PROBLEMS TO WORK ON –
- a) In the guest post about Independence Day, how many years of British rule does the writer say India was freed from?
- b) Please continue the guest post about Independence Day, starting after its last sentence.

TEXT UNDER STUDY –
----

Indian Independence Day for Khasi Unitarians
This guest post on our blog is by Dranwell Barishisha "Barri" Mukhim. Barri is a member of the Unitarian Union of North East India; here, she writes about what Indian Independence Day (August 15) means to her as a Khasi Unitarian.
India was freed from about 300 years of British Rule on the 15th August 1947. It is marked each year with a national festival celebrated with great splendour and joy in every nook and corner of India. On this day, we have different cultural programmes dedicated to all those freedom fighters who gave us this auspicious golden day: a free India. This tradition is patriotically celebrated all over the country regardless of religions, tribes, classes, cultures or geographical distinction. Together, we all love to show our respect to the great Indian nation.
Indian Independence Day is coming. My heart longs to be there at the ground watching the parade mostly by the armed and paramilitary forces with music of various kinds to wake us all from our slumbering daily chores to the beating of the patriotic songs and drums. As we watch, the various performances from different government departments showcase their achievements and successes. It is a heart-warming sight.
As a child growing up in a village, we used to participate in the Independence Day celebrations in our respective schools where the Indian flag was hoisted. We took part in the parade among the students within the school followed by our solemn singing of the national anthem. We also sang and danced and sometimes we even enjoyed watching a movie about the independence struggle.

----

RECORDS SUPPLIED –
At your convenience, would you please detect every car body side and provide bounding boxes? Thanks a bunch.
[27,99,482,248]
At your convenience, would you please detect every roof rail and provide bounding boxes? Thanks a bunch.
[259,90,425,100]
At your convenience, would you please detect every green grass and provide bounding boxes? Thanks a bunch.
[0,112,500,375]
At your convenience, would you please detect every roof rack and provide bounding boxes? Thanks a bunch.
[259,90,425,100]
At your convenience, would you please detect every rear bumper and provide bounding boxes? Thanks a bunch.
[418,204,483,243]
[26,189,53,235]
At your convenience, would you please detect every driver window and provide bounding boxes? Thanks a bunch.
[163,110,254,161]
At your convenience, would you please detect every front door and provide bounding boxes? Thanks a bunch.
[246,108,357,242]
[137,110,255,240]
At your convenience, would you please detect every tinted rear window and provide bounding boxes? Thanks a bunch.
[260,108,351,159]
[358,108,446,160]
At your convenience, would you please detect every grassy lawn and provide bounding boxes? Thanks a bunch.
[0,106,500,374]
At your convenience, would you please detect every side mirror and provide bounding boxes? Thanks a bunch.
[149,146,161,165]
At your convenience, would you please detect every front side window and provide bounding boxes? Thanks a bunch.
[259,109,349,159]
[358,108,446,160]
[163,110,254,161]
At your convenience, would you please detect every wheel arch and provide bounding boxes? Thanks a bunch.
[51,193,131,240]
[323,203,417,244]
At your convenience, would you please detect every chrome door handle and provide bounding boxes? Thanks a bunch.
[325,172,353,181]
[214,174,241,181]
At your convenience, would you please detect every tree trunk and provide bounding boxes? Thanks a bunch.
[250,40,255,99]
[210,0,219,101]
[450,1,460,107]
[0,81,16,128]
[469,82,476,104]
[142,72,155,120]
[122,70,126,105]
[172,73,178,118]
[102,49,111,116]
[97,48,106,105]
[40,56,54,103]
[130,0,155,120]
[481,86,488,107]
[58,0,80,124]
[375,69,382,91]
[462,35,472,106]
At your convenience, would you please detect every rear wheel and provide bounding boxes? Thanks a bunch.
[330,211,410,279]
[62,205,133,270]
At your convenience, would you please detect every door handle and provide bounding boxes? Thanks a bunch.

----

RESPONSES FOR EACH TASK –
- a) About 300 years.

- b)
Many citizens are passionate about Mother India, but there are some who have secessionist tendency. Some of us, as tribal people in Northeast India, are struggling with the idea of being neglected by the mainland in many ways. Patriotism is dying gradually from our hearts, especially with the rise of insurgency militants claiming that they fight for our rights and also trying to spread the ideology that we are not Indian by blood. For the last many years we were not allowed to participate in the Independence Day parade because certain insurgent groups imposed a Bandh (public curfew) on the people. Many years have passed with people staying indoors for fear of being targeted. This gradually has become a habit so that people do not have the same kind of enthusiasm anymore. But life has started to rejuvenate again after the Court banned the Bandhs and no newspapers are allowed to publish or write on Bandhs. So, Meghalaya is now officially a Bandh-free state. Patriotic people are seen again at the parade ground.
Unitarians do not celebrate Independence Day separately as a religious community, but the holiday means a lot to us as citizens. We know that we are all Indians in an Indian soil, irrespective of regions or religions. India is a secular country; we celebrate Independence Day as one people. No rituals but only festivities are to be seen on this national day.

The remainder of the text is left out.